*** RAW RECORDS ***

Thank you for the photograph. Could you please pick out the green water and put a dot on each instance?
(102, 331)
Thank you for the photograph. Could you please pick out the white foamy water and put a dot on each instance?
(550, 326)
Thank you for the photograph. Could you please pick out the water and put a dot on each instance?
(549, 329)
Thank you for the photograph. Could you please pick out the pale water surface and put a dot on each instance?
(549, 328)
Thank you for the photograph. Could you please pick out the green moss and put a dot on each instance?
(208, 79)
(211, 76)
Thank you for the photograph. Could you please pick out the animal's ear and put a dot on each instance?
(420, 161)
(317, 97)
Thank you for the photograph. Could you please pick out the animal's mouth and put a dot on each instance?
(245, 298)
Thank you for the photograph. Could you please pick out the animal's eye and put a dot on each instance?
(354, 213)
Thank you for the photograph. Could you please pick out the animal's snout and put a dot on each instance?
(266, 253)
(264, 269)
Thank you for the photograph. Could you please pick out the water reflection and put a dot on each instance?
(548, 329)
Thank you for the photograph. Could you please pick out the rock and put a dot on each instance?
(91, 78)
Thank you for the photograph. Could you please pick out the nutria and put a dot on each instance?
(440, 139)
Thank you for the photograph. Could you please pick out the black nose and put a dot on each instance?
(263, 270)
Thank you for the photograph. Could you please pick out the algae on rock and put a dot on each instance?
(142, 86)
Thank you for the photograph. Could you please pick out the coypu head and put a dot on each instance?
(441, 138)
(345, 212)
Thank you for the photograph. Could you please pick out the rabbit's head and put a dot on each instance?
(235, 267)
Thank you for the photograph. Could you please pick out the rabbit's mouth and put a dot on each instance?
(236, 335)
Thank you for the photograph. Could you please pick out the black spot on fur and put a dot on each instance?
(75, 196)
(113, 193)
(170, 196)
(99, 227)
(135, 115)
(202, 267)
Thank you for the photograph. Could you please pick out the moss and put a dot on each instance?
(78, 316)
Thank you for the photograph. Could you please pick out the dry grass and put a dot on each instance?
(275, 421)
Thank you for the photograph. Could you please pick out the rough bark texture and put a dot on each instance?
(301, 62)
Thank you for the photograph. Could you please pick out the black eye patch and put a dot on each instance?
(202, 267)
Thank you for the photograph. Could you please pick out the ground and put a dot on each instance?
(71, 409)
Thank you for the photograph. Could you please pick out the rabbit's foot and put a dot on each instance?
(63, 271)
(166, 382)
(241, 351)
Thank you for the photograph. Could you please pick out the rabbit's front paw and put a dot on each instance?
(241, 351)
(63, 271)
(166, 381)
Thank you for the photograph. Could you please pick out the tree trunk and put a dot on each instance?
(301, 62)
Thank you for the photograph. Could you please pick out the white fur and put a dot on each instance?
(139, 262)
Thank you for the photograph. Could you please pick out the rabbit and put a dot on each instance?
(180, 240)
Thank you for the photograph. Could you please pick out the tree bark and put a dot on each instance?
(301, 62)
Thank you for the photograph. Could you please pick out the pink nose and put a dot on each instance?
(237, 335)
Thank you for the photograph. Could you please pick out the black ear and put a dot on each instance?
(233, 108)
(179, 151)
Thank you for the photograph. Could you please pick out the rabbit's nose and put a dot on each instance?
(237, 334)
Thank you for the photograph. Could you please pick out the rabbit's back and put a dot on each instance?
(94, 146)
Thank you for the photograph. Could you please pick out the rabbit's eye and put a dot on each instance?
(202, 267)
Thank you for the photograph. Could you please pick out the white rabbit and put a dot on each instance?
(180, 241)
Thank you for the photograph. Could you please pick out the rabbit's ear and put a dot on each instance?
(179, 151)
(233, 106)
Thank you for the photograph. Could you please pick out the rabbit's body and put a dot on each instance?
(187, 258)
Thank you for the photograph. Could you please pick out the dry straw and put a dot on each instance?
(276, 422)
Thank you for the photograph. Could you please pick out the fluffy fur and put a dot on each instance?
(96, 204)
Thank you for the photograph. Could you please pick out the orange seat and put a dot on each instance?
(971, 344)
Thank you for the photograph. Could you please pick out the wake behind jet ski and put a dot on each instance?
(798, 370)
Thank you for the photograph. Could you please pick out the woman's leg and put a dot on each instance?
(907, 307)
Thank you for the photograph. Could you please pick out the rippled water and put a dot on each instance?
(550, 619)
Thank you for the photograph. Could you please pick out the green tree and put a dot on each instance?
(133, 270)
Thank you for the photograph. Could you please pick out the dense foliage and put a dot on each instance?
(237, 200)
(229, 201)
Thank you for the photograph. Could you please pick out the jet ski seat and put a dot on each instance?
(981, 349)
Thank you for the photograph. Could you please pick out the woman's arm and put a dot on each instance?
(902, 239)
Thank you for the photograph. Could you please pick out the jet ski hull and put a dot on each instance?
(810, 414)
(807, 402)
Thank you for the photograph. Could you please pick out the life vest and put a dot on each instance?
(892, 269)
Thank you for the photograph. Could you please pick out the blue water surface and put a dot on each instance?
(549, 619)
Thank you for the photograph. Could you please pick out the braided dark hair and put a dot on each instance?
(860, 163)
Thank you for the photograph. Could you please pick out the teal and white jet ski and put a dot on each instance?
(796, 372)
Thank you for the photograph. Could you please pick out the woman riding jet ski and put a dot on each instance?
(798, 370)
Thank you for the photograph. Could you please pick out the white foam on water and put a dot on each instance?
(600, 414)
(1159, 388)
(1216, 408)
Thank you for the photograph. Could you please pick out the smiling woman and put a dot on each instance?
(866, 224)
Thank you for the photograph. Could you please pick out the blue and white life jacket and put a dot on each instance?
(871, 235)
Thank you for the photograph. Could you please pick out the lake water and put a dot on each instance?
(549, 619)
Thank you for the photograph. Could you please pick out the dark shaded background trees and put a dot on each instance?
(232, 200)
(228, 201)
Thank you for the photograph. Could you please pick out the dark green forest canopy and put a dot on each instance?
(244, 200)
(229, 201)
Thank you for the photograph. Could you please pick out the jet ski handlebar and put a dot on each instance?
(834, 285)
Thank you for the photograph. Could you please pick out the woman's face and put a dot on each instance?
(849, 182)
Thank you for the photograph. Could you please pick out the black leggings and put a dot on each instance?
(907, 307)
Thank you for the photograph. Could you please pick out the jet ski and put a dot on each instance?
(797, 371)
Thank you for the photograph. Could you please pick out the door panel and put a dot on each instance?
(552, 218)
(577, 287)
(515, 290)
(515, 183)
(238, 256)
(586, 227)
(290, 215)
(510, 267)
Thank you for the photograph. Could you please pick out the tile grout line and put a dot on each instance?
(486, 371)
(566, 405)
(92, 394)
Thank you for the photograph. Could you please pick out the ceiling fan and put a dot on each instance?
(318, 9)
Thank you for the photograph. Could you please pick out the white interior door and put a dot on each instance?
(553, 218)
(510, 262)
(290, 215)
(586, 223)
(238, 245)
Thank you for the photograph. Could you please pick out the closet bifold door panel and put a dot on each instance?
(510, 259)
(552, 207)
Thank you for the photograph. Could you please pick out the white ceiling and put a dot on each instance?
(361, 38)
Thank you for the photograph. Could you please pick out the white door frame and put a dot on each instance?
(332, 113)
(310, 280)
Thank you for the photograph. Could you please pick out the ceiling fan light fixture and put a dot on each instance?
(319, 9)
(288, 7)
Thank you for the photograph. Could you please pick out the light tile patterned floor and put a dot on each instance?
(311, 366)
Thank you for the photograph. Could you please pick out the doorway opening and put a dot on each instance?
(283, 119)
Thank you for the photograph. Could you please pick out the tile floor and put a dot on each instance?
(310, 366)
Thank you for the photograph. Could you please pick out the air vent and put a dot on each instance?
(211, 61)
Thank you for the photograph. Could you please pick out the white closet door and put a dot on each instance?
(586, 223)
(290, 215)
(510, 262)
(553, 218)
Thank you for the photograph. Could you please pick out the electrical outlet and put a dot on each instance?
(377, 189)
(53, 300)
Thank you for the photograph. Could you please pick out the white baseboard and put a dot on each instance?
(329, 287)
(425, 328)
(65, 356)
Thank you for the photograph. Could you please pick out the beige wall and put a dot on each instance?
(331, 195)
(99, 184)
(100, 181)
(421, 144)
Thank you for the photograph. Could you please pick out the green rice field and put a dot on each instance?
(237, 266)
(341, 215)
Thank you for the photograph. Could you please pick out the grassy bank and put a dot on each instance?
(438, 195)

***

*THE PROBLEM*.
Set down, word for word, every line from the line that holds "ceiling and put a dot on each instance?" to the end of the entries above, including both ends.

*RESULT*.
Thank you for the photograph. Could you please pick out the white ceiling and put a dot on each instance?
(361, 38)
Thank you for the photograph. Could you please pick out the white door frame and put a dot on each instance?
(332, 113)
(310, 280)
Thank you for the photograph. Could you please pick out the ceiling fan light fixture and put a dot on each instance?
(319, 9)
(288, 7)
Thank you for the photograph. Could you please pick out the light tile patterned floor and put a dot on each instance?
(311, 366)
Thank you for the photograph. Could you please pick out the doorway opening and put a dot on each instance?
(283, 119)
Thank you for the photograph. Could you please pick out the tile floor and put a dot on each instance?
(310, 366)
Thank you for the photograph. Could you please pick out the air vent and put a dot on each instance?
(211, 61)
Thank you for the photograph. Could you please pick out the white closet door and put a dot on each instance?
(586, 223)
(290, 215)
(510, 262)
(553, 218)
Thank you for the photograph. Could you please pick out the electrical outlet and put a dot on each instance?
(377, 189)
(53, 300)
Thank you for the photograph. Could you please pick out the white baseboard and put a dot on each instance?
(329, 287)
(425, 328)
(65, 356)
Thank you for the photograph. Could you please pick out the beige wall and put a dot on each instance?
(331, 195)
(99, 184)
(100, 181)
(421, 144)
Thank you for the photograph. Could you please pick out the green rice field and put a dot on each instance?
(237, 266)
(341, 215)
Thank you for the photograph. Could you please pick out the grassy bank and put a dot on each instance?
(438, 195)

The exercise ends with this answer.